## BRANO SCELTO
----

Gli uruguayani Inner Sanctvm hanno una storia quantomeno particolare: intanto per la provenienza geografica, considerando che la “Republica Oriental” non è certo uno dei paesi sudamericani maggiormente prolifici in campo metal, poi il fatto piuttosto inusuale che Christi Testamenta, il loro secondo full-length, arriva dopo “soli” diciotto anni dall’esordio intitolato “Frozen Souls”.
Nonostante gli ottimi responsi ottenuti dal disco e la conseguente acquisizione di una buona popolarità nel proprio continente, gli Inner Sanctvm non sopravvissero alle tensioni interne che portarono il fondatore Heber W.Hammer ad abbandonare la band decretandone, di fatto, quella che pareva esserne la fine.
Lo stesso Heber, dopo un altro tentativo fallito di riportare in auge la propria creatura, pare aver trovato la quadratura del cerchio andando a pescare altri musicisti sudamericani sparsi un pò ovunque nel mondo, a partire dal batterista originario Alvaro Garcia, che oggi vive a Perugia, per arrivare ai cileni Francisco Martin, bassista in forza agli svedesi The Gardnerz e Anton Reisegger, qui alle prese dietro il microfono ma attivo come chitarrista nel supergruppo estremo Lock Up.

----

## ATTIVITÀ DA SVOLGERE
1: Trascrivi fedelmente il passo del brano sugli Inner Sanctvm, a partire dalle parole "Nonostante gli ottimi" e fermandoti dopo "estremo Lock Up.".
2: Spiega in una-tre frasi, in base al brano sugli Inner Sanctvm, per quali motivi la storia del gruppo viene definita particolare.
I dati riportati di seguito provengono da un'altra fonte.

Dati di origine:

----

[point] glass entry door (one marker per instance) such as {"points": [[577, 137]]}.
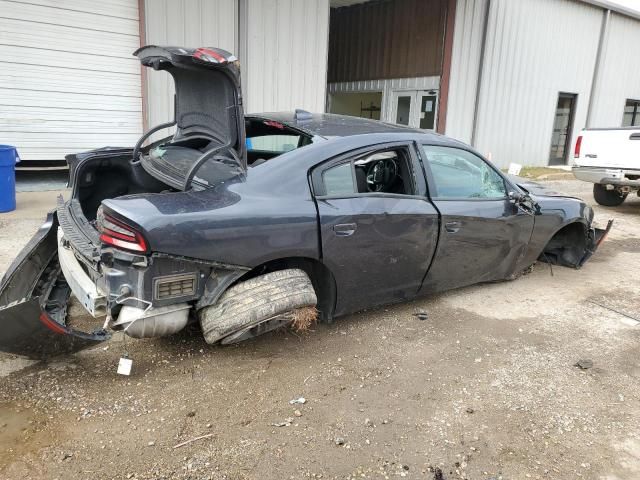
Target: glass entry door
{"points": [[562, 129], [414, 108]]}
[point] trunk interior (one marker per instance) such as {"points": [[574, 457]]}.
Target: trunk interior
{"points": [[101, 178]]}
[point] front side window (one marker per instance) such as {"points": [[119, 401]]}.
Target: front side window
{"points": [[384, 171], [338, 180], [631, 117], [461, 174]]}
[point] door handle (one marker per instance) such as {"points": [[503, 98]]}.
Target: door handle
{"points": [[452, 227], [345, 229]]}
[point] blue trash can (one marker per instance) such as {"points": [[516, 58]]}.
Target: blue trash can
{"points": [[8, 159]]}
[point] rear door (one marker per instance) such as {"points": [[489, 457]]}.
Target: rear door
{"points": [[379, 230], [483, 233]]}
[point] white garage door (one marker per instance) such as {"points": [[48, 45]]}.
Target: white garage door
{"points": [[68, 81]]}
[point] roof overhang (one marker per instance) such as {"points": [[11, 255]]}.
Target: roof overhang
{"points": [[616, 7]]}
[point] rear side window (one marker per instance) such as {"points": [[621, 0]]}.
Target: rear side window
{"points": [[273, 143], [385, 171], [460, 174]]}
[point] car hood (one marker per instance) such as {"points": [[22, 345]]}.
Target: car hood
{"points": [[208, 98], [535, 188]]}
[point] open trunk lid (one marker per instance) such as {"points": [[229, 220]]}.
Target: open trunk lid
{"points": [[208, 109]]}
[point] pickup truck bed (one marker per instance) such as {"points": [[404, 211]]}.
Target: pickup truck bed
{"points": [[610, 159]]}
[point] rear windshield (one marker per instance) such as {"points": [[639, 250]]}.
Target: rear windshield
{"points": [[176, 160]]}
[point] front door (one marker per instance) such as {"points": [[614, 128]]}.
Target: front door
{"points": [[378, 229], [414, 108], [562, 128], [483, 235]]}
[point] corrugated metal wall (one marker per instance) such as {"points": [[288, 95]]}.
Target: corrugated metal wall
{"points": [[620, 72], [68, 82], [465, 61], [534, 50], [191, 23], [285, 58], [386, 39], [386, 87]]}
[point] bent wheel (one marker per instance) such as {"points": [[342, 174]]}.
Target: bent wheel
{"points": [[257, 306]]}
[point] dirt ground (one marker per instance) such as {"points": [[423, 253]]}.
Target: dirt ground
{"points": [[485, 388]]}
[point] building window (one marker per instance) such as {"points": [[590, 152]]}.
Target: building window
{"points": [[631, 117]]}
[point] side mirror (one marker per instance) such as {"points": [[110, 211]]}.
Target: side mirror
{"points": [[524, 203], [517, 197]]}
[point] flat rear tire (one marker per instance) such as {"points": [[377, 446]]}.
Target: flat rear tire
{"points": [[256, 306]]}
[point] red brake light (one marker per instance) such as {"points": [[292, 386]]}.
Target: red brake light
{"points": [[576, 154], [120, 235]]}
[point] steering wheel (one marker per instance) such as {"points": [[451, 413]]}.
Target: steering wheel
{"points": [[381, 175]]}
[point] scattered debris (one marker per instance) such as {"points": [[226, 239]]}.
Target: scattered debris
{"points": [[584, 364], [124, 365], [201, 437], [304, 318], [287, 422]]}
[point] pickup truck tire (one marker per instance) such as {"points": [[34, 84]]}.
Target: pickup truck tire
{"points": [[607, 198], [260, 300]]}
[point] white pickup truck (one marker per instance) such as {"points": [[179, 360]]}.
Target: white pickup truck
{"points": [[610, 159]]}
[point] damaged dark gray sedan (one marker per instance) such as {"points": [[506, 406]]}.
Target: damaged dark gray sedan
{"points": [[248, 223]]}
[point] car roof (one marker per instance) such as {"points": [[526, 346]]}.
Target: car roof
{"points": [[331, 125]]}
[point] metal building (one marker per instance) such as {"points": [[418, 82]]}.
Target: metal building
{"points": [[516, 79]]}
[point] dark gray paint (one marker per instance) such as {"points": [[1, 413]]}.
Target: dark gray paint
{"points": [[399, 247]]}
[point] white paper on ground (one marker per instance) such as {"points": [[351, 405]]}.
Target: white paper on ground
{"points": [[124, 366]]}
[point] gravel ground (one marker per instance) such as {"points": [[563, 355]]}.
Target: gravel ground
{"points": [[485, 388]]}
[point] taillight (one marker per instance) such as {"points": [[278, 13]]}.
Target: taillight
{"points": [[118, 234], [576, 154]]}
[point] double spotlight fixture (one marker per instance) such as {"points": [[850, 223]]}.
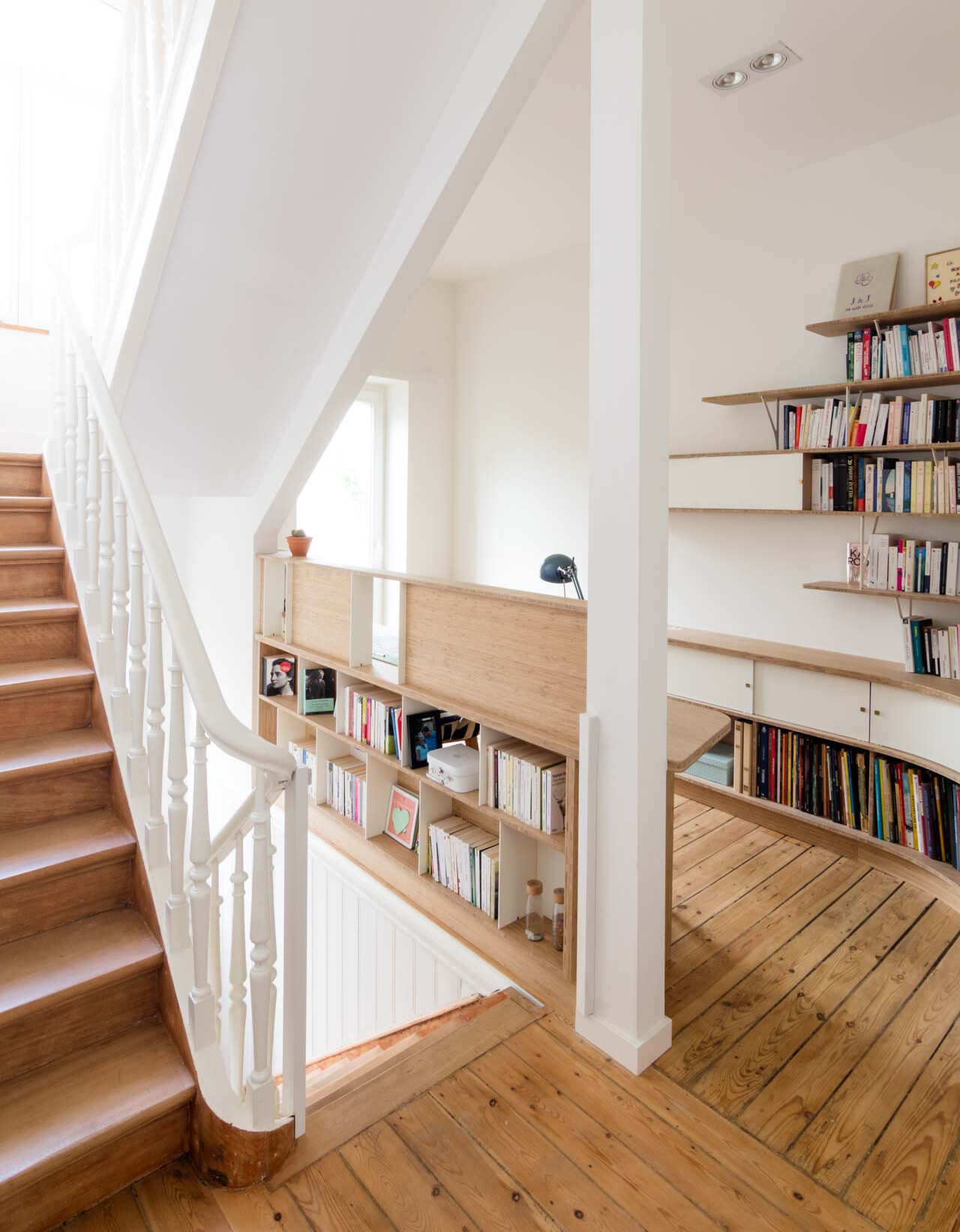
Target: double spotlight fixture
{"points": [[746, 72]]}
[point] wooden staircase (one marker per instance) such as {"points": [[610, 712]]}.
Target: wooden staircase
{"points": [[94, 1093]]}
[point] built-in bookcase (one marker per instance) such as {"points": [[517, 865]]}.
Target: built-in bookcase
{"points": [[510, 663]]}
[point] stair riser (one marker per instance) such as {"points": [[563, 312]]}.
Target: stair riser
{"points": [[31, 579], [44, 1203], [20, 479], [46, 640], [44, 905], [53, 1032], [40, 712], [24, 525], [44, 796]]}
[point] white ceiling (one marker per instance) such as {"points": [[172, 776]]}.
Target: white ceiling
{"points": [[868, 73]]}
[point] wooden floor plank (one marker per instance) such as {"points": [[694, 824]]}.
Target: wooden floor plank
{"points": [[624, 1176], [487, 1191], [799, 1090], [693, 821], [904, 1166], [693, 994], [694, 879], [570, 1197], [699, 908], [118, 1214], [401, 1185], [744, 913], [256, 1209], [332, 1124], [334, 1200], [174, 1200], [751, 1061], [750, 1164], [837, 1140]]}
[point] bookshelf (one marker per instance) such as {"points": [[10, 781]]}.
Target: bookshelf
{"points": [[511, 663], [873, 705]]}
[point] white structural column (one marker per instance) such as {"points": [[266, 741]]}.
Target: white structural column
{"points": [[623, 780]]}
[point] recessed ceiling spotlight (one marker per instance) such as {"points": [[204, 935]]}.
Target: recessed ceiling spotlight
{"points": [[751, 69], [768, 61], [730, 80]]}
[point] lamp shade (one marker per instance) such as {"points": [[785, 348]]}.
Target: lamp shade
{"points": [[556, 568]]}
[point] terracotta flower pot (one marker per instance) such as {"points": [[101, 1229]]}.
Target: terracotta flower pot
{"points": [[299, 545]]}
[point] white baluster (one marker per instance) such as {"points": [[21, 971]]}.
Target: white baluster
{"points": [[178, 915], [120, 696], [59, 425], [92, 595], [140, 99], [155, 833], [69, 452], [105, 623], [236, 1014], [155, 59], [261, 1088], [202, 1009], [82, 470], [136, 753], [214, 946]]}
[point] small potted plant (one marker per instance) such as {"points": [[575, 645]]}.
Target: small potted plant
{"points": [[299, 542]]}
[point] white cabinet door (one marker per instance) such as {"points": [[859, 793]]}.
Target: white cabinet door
{"points": [[722, 681], [916, 723], [814, 700]]}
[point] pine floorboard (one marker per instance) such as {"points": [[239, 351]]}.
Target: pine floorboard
{"points": [[814, 1083]]}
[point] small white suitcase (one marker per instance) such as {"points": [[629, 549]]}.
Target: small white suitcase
{"points": [[457, 767]]}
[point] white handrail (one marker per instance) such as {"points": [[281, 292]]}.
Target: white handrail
{"points": [[223, 727]]}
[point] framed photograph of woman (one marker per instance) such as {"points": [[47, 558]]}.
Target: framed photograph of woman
{"points": [[426, 733]]}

----

## SOLUZIONI DEGLI ESERCIZI
1:
Nonostante gli ottimi responsi ottenuti dal disco e la conseguente acquisizione di una buona popolarità nel proprio continente, gli Inner Sanctvm non sopravvissero alle tensioni interne che portarono il fondatore Heber W.Hammer ad abbandonare la band decretandone, di fatto, quella che pareva esserne la fine.
Lo stesso Heber, dopo un altro tentativo fallito di riportare in auge la propria creatura, pare aver trovato la quadratura del cerchio andando a pescare altri musicisti sudamericani sparsi un pò ovunque nel mondo, a partire dal batterista originario Alvaro Garcia, che oggi vive a Perugia, per arrivare ai cileni Francisco Martin, bassista in forza agli svedesi The Gardnerz e Anton Reisegger, qui alle prese dietro il microfono ma attivo come chitarrista nel supergruppo estremo Lock Up.

2: La storia è particolare anzitutto per la provenienza geografica, poiché l'Uruguay non è certo uno dei paesi sudamericani più prolifici in campo metal. Inoltre il secondo full-length, Christi Testamenta, arriva a diciotto anni dall'esordio intitolato "Frozen Souls", un fatto piuttosto inusuale.